GOAL OF THE EXERCISE.
Pull every line containing "stool" out of the material below.

# # # #

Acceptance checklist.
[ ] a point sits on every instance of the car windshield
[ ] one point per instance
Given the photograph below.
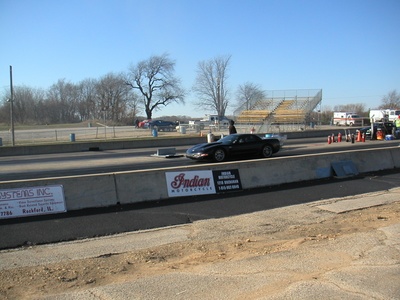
(228, 139)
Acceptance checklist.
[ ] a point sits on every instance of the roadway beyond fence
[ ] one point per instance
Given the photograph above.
(126, 138)
(102, 190)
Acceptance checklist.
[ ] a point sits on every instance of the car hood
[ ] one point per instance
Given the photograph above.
(198, 147)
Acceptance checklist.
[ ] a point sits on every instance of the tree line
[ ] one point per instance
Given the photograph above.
(146, 87)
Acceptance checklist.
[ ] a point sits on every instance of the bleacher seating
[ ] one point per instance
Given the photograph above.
(280, 110)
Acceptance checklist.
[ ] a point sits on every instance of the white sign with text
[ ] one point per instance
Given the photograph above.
(190, 183)
(31, 201)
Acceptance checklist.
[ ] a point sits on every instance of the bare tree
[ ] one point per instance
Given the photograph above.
(86, 105)
(63, 97)
(210, 85)
(247, 95)
(155, 81)
(391, 100)
(112, 96)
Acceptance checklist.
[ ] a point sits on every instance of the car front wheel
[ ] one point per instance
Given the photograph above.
(219, 155)
(266, 151)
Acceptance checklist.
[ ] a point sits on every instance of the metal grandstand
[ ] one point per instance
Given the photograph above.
(283, 108)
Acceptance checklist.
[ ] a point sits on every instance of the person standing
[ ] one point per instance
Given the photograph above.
(397, 126)
(232, 128)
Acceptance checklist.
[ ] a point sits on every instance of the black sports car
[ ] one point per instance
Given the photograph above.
(235, 145)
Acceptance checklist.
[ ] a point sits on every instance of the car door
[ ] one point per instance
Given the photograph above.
(245, 146)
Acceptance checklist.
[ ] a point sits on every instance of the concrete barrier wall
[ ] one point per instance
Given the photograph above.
(137, 186)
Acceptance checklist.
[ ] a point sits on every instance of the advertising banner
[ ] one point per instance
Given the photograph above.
(202, 182)
(31, 201)
(227, 180)
(190, 183)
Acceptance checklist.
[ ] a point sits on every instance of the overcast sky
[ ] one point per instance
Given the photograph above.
(350, 49)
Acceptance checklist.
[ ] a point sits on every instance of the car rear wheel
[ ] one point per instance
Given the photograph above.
(219, 155)
(266, 151)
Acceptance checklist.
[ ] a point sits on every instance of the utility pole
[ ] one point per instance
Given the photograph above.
(12, 109)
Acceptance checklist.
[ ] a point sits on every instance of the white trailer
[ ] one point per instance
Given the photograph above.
(346, 119)
(383, 115)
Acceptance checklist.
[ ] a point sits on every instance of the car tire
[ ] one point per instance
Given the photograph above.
(219, 155)
(266, 151)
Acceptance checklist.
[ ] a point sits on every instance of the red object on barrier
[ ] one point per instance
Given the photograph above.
(359, 136)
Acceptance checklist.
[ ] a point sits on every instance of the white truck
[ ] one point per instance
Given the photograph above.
(346, 119)
(383, 115)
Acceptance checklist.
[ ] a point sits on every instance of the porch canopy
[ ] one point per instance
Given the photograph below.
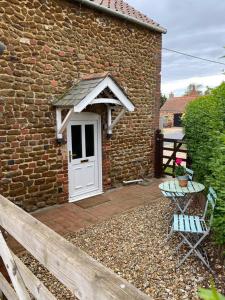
(90, 90)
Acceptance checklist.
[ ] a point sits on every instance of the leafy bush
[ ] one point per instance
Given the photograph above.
(204, 123)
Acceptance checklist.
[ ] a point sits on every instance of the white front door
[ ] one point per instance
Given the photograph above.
(84, 156)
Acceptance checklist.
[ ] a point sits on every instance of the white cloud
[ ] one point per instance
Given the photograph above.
(178, 86)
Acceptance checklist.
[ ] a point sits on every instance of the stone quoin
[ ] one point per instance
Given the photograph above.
(50, 46)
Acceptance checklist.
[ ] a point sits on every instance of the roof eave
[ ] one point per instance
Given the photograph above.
(122, 16)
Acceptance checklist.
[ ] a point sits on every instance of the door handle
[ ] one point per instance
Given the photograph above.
(84, 160)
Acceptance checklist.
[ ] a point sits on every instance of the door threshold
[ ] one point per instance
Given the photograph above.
(82, 197)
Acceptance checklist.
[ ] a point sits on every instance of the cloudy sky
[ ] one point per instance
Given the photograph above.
(196, 27)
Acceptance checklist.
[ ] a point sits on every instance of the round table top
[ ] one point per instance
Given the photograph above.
(173, 187)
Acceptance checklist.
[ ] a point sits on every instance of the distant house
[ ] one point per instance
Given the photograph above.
(173, 109)
(80, 95)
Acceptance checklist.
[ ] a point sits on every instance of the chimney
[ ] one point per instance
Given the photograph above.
(171, 95)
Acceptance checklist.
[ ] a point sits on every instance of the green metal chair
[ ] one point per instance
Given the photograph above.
(177, 197)
(194, 229)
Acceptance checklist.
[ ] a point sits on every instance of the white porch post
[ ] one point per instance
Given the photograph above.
(58, 122)
(109, 111)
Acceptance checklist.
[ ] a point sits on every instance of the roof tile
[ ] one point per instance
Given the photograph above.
(177, 104)
(124, 8)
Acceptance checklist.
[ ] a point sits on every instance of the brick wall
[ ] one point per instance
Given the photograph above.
(51, 44)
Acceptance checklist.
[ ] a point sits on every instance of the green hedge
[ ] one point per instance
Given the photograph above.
(204, 123)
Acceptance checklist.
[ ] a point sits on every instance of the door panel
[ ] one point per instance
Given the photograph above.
(83, 167)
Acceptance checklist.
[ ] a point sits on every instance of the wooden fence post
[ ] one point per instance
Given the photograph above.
(158, 164)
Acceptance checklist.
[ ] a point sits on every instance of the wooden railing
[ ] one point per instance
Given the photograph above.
(165, 163)
(82, 275)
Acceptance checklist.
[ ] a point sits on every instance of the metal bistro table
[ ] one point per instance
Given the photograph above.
(183, 194)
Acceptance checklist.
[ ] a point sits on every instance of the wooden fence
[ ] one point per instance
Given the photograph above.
(82, 275)
(166, 151)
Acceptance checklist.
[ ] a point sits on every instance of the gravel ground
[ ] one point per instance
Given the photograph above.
(133, 246)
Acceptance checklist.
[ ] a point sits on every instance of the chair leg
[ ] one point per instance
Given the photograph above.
(193, 249)
(169, 234)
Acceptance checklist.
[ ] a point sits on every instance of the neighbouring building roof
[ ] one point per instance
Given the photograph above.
(87, 90)
(124, 10)
(178, 104)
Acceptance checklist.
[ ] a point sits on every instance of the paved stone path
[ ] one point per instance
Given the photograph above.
(71, 217)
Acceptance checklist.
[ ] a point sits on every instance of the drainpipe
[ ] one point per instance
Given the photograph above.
(107, 10)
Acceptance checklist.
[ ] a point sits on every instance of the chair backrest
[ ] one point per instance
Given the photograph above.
(190, 173)
(211, 199)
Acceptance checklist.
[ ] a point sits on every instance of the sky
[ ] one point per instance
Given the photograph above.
(196, 27)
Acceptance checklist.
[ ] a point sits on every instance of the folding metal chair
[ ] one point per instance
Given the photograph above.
(194, 229)
(176, 197)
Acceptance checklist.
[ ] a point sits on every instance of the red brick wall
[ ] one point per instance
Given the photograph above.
(49, 46)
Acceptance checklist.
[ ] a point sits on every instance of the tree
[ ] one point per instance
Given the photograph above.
(162, 99)
(193, 88)
(208, 90)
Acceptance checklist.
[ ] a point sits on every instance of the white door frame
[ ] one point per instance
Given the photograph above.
(87, 116)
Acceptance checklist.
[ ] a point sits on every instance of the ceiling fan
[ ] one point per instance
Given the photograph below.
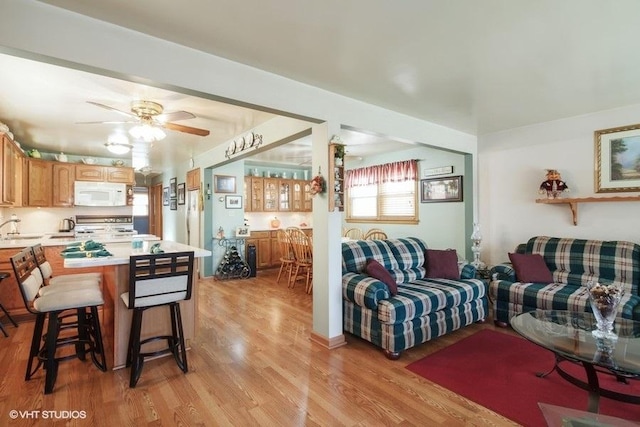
(152, 114)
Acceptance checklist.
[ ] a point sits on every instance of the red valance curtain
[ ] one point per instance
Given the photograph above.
(389, 172)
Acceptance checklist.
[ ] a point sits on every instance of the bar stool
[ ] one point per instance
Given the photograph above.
(69, 281)
(4, 275)
(157, 280)
(86, 327)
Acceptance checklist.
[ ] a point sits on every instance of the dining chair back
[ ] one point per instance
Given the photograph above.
(303, 251)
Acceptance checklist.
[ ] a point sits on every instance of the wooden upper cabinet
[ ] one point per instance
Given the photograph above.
(284, 195)
(10, 172)
(63, 179)
(105, 174)
(38, 183)
(247, 194)
(90, 173)
(120, 174)
(193, 179)
(270, 195)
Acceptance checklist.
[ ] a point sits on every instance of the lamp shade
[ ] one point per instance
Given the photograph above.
(147, 133)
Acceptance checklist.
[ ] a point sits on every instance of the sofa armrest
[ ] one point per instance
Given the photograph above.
(504, 272)
(468, 272)
(364, 290)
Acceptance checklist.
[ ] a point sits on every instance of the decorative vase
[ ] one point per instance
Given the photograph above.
(604, 301)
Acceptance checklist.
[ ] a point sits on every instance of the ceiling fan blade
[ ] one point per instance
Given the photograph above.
(174, 115)
(106, 107)
(109, 122)
(185, 129)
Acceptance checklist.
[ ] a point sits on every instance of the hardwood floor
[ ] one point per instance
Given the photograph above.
(252, 364)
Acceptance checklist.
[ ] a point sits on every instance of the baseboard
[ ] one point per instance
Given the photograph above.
(329, 343)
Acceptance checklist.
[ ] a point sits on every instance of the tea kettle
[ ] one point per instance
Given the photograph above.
(67, 224)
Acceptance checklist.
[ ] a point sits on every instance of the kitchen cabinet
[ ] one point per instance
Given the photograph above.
(11, 173)
(267, 248)
(277, 195)
(38, 183)
(336, 177)
(63, 179)
(123, 175)
(284, 195)
(193, 179)
(270, 192)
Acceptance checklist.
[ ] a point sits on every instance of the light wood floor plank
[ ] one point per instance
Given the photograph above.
(251, 364)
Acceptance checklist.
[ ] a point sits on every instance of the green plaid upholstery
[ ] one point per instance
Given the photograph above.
(422, 310)
(573, 262)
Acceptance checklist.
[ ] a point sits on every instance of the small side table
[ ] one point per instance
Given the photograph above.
(3, 276)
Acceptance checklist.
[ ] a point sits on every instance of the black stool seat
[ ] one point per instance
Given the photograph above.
(4, 275)
(154, 281)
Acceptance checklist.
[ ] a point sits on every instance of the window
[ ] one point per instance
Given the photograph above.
(392, 199)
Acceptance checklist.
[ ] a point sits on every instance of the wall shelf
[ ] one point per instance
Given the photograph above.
(573, 202)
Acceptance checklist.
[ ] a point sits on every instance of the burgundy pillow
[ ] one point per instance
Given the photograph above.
(442, 264)
(531, 268)
(377, 270)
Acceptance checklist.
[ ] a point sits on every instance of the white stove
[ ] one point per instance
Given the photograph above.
(90, 226)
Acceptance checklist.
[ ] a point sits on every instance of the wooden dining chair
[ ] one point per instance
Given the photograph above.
(303, 251)
(287, 257)
(375, 234)
(353, 233)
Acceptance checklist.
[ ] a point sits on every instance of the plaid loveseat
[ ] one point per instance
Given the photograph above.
(423, 308)
(573, 262)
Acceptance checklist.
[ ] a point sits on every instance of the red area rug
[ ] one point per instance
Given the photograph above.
(497, 371)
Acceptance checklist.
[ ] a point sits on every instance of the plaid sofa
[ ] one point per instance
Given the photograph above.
(573, 262)
(423, 308)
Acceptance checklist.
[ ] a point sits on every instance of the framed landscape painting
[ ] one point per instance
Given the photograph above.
(441, 189)
(617, 155)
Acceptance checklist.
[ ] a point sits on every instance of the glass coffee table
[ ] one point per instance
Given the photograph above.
(568, 335)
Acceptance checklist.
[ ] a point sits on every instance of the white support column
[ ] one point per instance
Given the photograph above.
(327, 254)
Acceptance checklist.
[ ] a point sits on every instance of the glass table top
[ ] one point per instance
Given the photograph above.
(568, 334)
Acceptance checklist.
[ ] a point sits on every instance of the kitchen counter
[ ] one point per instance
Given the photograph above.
(62, 239)
(116, 317)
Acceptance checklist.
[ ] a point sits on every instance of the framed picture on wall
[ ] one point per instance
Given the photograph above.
(173, 187)
(224, 184)
(447, 189)
(617, 152)
(233, 202)
(165, 196)
(181, 188)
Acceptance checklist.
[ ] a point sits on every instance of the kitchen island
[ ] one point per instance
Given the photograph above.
(116, 318)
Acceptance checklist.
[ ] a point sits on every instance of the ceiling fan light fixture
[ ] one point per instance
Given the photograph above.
(147, 133)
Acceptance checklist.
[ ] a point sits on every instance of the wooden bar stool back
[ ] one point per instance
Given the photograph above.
(83, 334)
(287, 257)
(157, 280)
(4, 275)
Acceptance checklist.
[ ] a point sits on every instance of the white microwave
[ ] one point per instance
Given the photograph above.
(90, 193)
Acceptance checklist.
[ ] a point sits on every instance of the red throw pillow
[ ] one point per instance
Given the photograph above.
(531, 268)
(442, 264)
(377, 270)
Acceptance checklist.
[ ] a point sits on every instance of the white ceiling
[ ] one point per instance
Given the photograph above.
(476, 66)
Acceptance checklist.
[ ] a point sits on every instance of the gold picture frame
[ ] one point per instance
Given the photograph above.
(617, 159)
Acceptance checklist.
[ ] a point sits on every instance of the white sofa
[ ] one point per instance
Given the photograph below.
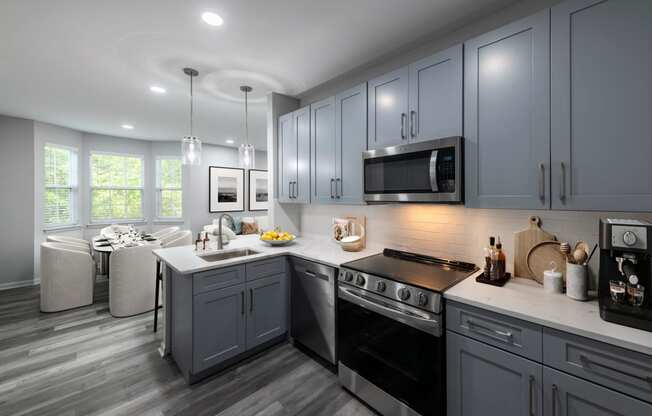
(67, 277)
(132, 282)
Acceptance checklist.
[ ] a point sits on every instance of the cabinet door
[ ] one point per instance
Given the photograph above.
(322, 121)
(302, 132)
(483, 380)
(219, 326)
(350, 142)
(388, 108)
(565, 395)
(266, 309)
(506, 116)
(601, 96)
(287, 161)
(436, 96)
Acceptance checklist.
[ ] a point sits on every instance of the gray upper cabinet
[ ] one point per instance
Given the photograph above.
(350, 142)
(565, 395)
(600, 98)
(388, 109)
(507, 116)
(219, 326)
(483, 380)
(294, 156)
(435, 96)
(287, 161)
(266, 309)
(322, 121)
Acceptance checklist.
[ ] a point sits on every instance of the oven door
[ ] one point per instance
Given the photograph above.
(420, 172)
(397, 348)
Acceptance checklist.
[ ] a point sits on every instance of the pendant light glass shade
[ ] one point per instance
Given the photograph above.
(191, 150)
(191, 145)
(246, 151)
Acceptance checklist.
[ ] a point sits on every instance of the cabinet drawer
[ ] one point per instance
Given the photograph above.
(264, 268)
(514, 335)
(217, 279)
(622, 370)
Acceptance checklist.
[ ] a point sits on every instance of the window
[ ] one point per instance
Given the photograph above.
(116, 187)
(168, 188)
(60, 177)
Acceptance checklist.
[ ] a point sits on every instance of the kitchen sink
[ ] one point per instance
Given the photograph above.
(228, 254)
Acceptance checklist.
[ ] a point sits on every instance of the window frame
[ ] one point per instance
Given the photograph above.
(73, 187)
(143, 217)
(158, 189)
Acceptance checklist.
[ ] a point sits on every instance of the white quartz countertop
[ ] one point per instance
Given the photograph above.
(184, 260)
(526, 299)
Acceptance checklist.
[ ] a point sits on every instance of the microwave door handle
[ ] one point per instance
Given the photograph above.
(433, 171)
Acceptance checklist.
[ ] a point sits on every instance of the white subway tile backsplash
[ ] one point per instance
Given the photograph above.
(455, 231)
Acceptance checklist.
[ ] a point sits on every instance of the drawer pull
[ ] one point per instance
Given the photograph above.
(532, 411)
(587, 363)
(474, 326)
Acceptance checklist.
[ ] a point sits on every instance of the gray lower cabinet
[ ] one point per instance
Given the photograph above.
(483, 380)
(507, 116)
(266, 313)
(218, 326)
(600, 99)
(294, 156)
(565, 395)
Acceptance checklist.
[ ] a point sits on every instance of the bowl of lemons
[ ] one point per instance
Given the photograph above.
(277, 237)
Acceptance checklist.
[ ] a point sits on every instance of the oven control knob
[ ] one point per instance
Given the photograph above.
(359, 280)
(422, 299)
(403, 294)
(629, 238)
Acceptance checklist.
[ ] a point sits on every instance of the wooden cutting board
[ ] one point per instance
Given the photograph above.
(540, 256)
(523, 243)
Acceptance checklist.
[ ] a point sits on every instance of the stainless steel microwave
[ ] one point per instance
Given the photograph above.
(428, 171)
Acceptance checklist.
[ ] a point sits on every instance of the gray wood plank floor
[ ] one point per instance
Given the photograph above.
(85, 362)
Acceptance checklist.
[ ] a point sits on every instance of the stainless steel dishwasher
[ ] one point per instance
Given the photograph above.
(312, 320)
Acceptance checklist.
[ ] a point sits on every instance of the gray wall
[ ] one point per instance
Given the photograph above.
(421, 48)
(16, 201)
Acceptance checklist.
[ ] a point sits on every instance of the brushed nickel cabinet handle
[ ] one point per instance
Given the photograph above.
(413, 122)
(542, 182)
(562, 185)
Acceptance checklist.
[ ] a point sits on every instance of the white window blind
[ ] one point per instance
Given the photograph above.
(169, 194)
(116, 187)
(60, 177)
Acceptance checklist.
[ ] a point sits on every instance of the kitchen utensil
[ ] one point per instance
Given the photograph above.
(577, 282)
(580, 256)
(540, 256)
(523, 243)
(553, 281)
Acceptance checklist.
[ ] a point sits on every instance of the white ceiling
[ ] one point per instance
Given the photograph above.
(88, 64)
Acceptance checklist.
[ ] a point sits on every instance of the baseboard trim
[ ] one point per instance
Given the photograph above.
(21, 283)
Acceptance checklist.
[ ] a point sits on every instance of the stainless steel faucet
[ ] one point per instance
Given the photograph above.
(220, 245)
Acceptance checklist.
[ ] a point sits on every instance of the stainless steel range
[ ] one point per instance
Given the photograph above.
(391, 330)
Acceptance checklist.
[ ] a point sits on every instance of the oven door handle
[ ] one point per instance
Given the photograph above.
(408, 315)
(433, 171)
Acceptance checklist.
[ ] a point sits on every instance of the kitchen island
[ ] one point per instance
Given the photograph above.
(223, 306)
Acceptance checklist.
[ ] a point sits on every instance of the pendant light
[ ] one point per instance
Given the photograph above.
(246, 152)
(191, 145)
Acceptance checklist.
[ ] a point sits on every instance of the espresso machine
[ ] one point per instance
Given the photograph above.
(625, 279)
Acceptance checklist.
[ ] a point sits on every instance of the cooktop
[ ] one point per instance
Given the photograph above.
(427, 272)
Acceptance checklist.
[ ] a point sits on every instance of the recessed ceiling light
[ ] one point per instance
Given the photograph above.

# # # #

RESULT OF THIS EXERCISE.
[ ] a point sits on every instance of the bar stool
[ ] a point sits on every instance of the black stool seat
[ ] a point sits on every instance of the wooden bar stool back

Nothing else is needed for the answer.